→ WHAT YOU ARE ASKED TO DO: Print only the lines from the one with "[locate] muscular arm" through the end of the data, exactly, and please omit pictures.

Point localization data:
┌──
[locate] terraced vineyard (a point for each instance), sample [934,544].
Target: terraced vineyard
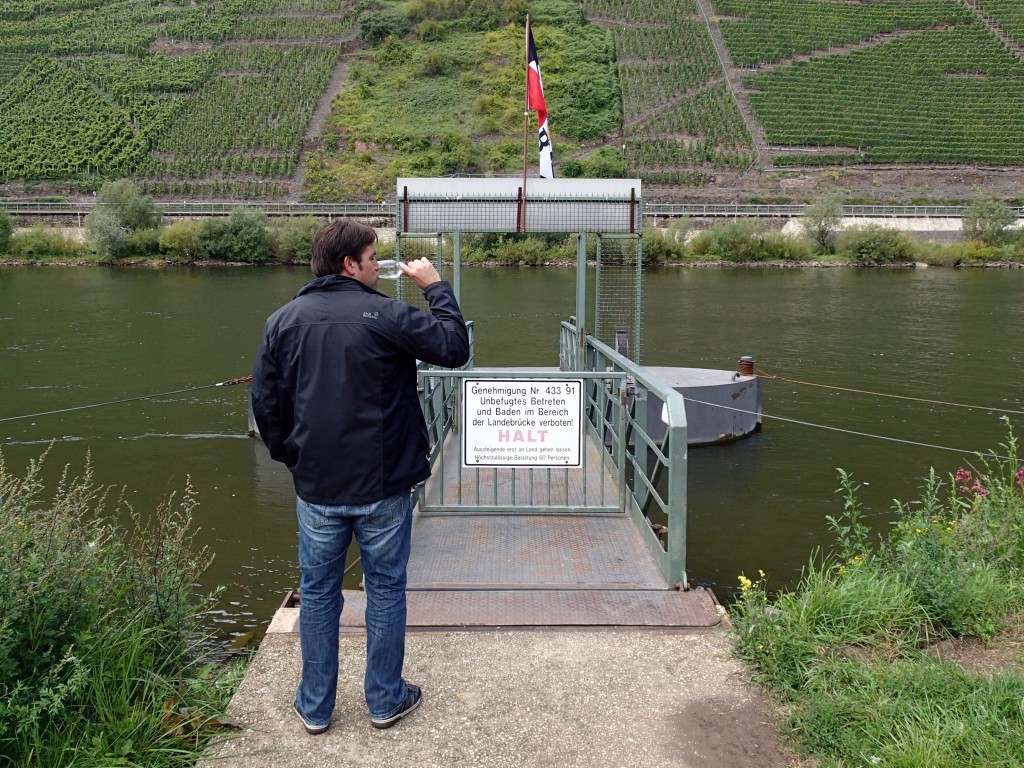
[194,98]
[913,81]
[681,124]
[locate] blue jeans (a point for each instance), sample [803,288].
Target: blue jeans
[383,531]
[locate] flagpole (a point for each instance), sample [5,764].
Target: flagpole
[525,128]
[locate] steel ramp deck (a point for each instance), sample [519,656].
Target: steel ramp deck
[545,608]
[530,551]
[452,484]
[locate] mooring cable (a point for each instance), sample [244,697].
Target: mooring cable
[765,375]
[845,431]
[228,383]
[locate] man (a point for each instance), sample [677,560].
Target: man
[334,394]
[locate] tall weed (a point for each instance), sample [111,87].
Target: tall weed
[99,636]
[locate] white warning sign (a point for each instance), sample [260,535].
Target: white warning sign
[521,422]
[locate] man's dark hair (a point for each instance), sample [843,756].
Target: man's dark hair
[334,242]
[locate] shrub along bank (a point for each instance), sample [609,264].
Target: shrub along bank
[125,224]
[100,652]
[850,653]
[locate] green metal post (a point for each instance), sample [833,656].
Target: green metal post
[637,331]
[457,265]
[677,500]
[581,294]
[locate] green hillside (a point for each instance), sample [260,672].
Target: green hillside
[330,99]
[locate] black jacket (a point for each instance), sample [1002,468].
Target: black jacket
[334,387]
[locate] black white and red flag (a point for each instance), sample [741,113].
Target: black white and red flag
[535,102]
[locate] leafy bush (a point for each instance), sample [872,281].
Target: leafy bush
[872,245]
[126,202]
[292,241]
[821,221]
[606,163]
[430,31]
[241,238]
[843,650]
[99,646]
[144,242]
[987,221]
[666,245]
[433,64]
[180,240]
[107,237]
[42,243]
[377,27]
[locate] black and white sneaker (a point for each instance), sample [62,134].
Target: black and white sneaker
[413,699]
[312,730]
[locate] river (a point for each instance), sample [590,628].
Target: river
[76,336]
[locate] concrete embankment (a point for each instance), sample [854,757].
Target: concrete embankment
[528,699]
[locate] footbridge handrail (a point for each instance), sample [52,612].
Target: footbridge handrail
[654,470]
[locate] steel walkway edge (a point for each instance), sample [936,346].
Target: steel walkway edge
[452,610]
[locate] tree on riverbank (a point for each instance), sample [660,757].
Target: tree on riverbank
[854,652]
[821,221]
[121,210]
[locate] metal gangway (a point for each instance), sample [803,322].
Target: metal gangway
[519,528]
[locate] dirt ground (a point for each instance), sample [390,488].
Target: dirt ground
[881,184]
[896,184]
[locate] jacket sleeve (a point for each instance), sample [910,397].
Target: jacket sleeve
[439,337]
[271,406]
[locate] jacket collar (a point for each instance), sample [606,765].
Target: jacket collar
[335,283]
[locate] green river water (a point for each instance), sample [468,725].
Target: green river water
[76,336]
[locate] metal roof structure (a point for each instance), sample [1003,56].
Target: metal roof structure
[501,205]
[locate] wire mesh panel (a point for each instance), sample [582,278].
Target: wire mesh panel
[408,248]
[619,293]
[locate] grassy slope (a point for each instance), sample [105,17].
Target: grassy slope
[449,99]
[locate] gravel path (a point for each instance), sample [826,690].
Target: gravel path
[528,699]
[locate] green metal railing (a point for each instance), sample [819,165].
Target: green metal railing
[655,470]
[623,469]
[455,488]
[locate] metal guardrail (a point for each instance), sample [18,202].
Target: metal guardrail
[654,471]
[650,475]
[387,210]
[437,398]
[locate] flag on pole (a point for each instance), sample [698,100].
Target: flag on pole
[535,102]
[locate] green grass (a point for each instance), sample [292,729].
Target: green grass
[100,645]
[845,651]
[451,101]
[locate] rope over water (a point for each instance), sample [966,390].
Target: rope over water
[771,377]
[228,383]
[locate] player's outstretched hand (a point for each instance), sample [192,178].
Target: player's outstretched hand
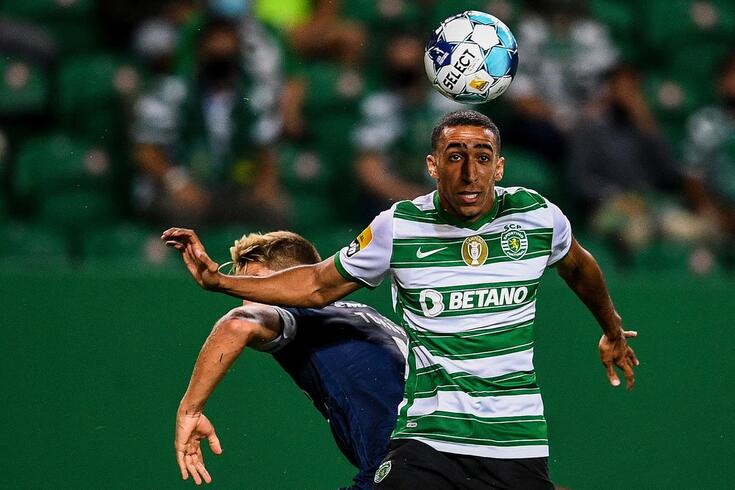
[618,353]
[202,268]
[190,430]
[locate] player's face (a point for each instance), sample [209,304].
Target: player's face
[255,269]
[466,165]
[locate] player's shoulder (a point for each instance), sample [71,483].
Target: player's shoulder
[521,200]
[422,207]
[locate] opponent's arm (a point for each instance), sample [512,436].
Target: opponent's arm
[249,325]
[582,274]
[306,286]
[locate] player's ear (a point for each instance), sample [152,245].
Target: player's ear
[499,169]
[431,165]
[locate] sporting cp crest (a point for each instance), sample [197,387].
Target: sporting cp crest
[514,242]
[382,472]
[474,251]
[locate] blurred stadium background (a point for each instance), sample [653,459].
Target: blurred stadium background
[120,118]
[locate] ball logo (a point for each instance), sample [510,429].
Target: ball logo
[359,243]
[474,251]
[382,472]
[514,242]
[479,84]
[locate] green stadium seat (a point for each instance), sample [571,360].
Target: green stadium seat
[27,245]
[327,242]
[302,167]
[313,212]
[523,168]
[672,24]
[664,256]
[127,246]
[70,22]
[673,98]
[24,87]
[91,93]
[65,180]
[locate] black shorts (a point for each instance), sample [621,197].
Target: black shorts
[413,464]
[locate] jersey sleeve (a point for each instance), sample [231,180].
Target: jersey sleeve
[367,258]
[562,235]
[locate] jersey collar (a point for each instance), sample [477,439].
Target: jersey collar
[476,225]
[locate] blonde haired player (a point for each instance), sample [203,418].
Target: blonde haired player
[346,357]
[472,414]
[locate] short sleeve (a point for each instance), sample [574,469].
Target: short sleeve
[562,236]
[367,258]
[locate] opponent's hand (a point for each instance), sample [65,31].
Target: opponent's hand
[190,430]
[618,353]
[201,267]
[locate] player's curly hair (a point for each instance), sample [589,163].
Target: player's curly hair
[276,250]
[463,117]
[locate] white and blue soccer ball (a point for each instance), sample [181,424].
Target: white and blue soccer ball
[472,57]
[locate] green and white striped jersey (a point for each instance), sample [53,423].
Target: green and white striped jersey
[466,296]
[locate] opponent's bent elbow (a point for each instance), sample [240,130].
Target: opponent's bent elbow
[239,325]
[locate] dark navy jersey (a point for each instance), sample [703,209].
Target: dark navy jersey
[347,358]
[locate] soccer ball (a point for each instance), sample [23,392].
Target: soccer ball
[471,58]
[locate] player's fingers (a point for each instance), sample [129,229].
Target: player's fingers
[189,458]
[633,358]
[611,375]
[214,443]
[627,368]
[203,472]
[175,244]
[182,465]
[174,233]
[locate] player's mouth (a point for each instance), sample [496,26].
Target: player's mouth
[469,198]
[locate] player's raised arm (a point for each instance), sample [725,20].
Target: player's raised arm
[581,272]
[306,286]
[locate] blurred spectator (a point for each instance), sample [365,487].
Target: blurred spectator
[390,164]
[205,149]
[709,150]
[622,174]
[563,56]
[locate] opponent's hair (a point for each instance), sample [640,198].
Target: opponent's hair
[463,117]
[276,250]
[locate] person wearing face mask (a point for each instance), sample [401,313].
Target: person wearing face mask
[213,161]
[623,176]
[392,120]
[709,152]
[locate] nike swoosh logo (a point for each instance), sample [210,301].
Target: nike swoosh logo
[423,255]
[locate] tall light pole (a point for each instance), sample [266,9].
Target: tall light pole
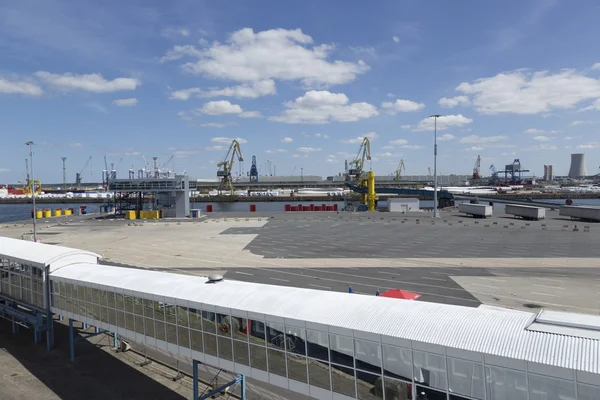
[30,144]
[436,213]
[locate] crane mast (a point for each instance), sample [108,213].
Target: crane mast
[226,165]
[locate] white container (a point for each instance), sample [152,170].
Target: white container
[476,210]
[590,213]
[526,212]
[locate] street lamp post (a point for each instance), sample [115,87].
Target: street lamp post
[436,213]
[32,183]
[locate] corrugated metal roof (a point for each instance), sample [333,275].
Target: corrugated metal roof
[40,254]
[481,330]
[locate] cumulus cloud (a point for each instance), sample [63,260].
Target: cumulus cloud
[482,139]
[282,54]
[443,122]
[226,140]
[247,90]
[322,107]
[125,102]
[359,139]
[20,87]
[94,83]
[454,101]
[401,106]
[521,92]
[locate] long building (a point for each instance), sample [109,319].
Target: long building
[326,345]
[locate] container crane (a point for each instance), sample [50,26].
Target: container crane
[399,170]
[477,168]
[357,165]
[226,165]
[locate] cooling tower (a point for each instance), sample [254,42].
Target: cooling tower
[578,169]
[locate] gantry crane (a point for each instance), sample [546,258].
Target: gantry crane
[357,165]
[399,170]
[226,165]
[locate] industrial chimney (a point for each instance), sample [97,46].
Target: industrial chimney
[578,169]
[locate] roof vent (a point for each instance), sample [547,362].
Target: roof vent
[215,278]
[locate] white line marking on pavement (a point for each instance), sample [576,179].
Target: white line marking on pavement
[545,294]
[550,287]
[319,286]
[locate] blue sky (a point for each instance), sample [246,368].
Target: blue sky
[298,82]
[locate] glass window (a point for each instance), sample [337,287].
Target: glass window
[171,333]
[465,377]
[225,349]
[430,369]
[210,344]
[139,324]
[368,356]
[297,368]
[240,352]
[258,357]
[395,389]
[159,327]
[295,340]
[546,388]
[586,392]
[183,336]
[195,319]
[224,325]
[149,327]
[397,362]
[505,384]
[317,344]
[343,381]
[196,338]
[318,374]
[129,324]
[341,349]
[276,362]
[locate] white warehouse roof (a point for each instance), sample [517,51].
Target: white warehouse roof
[498,332]
[41,255]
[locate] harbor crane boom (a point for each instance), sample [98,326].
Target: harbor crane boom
[226,165]
[357,165]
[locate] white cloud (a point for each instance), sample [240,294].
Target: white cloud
[580,122]
[521,92]
[225,140]
[401,106]
[454,101]
[89,82]
[20,87]
[322,107]
[247,90]
[125,102]
[445,137]
[443,122]
[484,139]
[359,139]
[281,54]
[595,106]
[221,107]
[308,149]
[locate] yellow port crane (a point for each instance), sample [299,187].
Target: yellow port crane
[226,165]
[399,170]
[357,165]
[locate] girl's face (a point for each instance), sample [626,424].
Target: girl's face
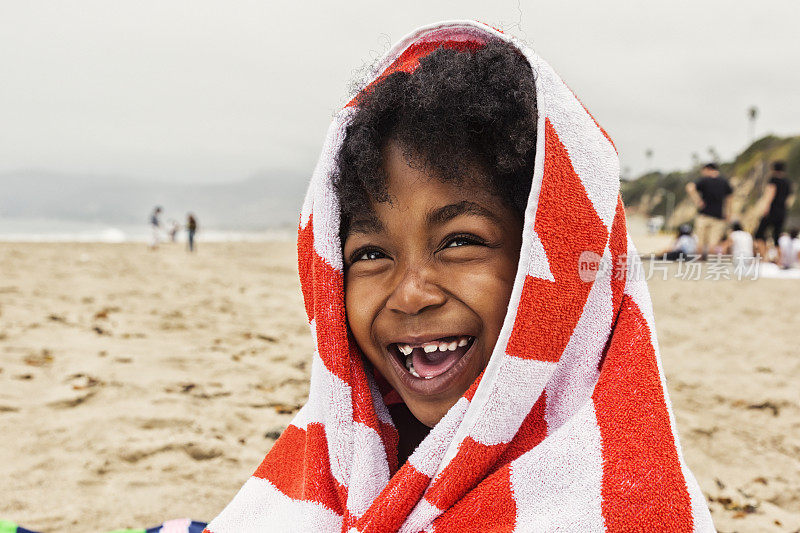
[428,276]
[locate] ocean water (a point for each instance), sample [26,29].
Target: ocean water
[53,230]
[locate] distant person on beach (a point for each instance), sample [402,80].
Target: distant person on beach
[155,227]
[684,247]
[191,229]
[788,249]
[776,200]
[711,194]
[739,244]
[173,230]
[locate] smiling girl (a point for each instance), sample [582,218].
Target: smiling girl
[468,376]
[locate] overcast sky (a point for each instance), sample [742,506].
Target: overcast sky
[201,90]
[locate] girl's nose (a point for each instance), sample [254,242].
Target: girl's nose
[414,293]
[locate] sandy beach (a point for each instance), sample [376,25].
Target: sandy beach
[138,386]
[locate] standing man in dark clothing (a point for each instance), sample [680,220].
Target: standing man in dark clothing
[776,201]
[711,194]
[191,229]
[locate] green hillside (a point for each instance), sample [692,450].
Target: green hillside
[654,193]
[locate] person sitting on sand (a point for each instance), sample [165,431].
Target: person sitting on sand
[465,376]
[684,247]
[739,244]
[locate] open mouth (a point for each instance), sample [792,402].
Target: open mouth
[431,359]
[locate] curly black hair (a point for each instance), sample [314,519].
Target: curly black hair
[457,111]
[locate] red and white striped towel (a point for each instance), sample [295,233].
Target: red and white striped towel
[570,426]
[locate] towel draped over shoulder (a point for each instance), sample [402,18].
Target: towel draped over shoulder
[569,427]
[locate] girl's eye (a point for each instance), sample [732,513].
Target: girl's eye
[461,240]
[368,255]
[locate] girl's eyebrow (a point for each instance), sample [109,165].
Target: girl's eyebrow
[439,216]
[365,225]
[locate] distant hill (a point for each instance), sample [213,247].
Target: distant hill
[748,173]
[259,202]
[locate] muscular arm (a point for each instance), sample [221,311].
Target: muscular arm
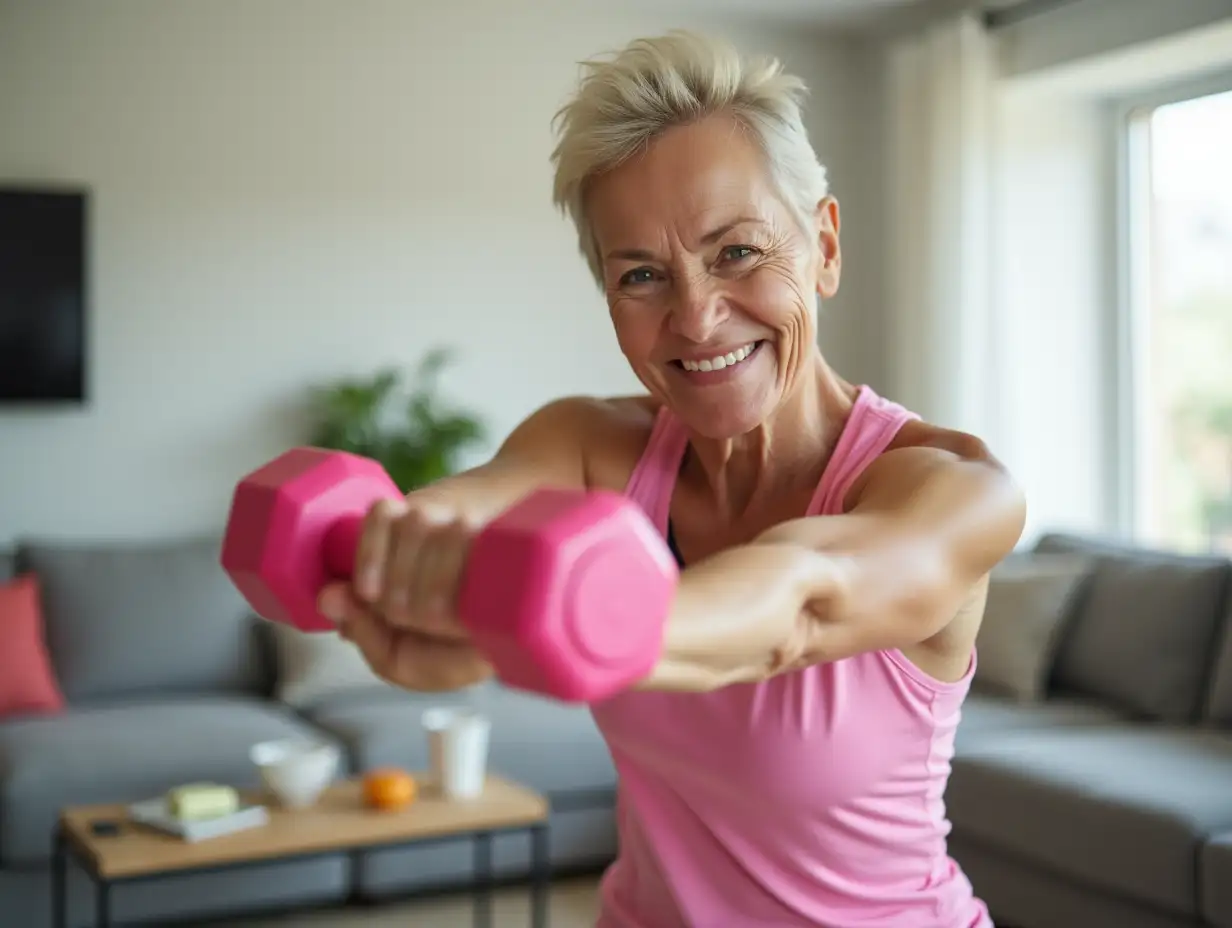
[928,524]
└──
→ SOLUTION FOR THIS PROBLEM:
[locate] muscular arm (a point for each instance), sample [221,311].
Target: muscular arm
[928,524]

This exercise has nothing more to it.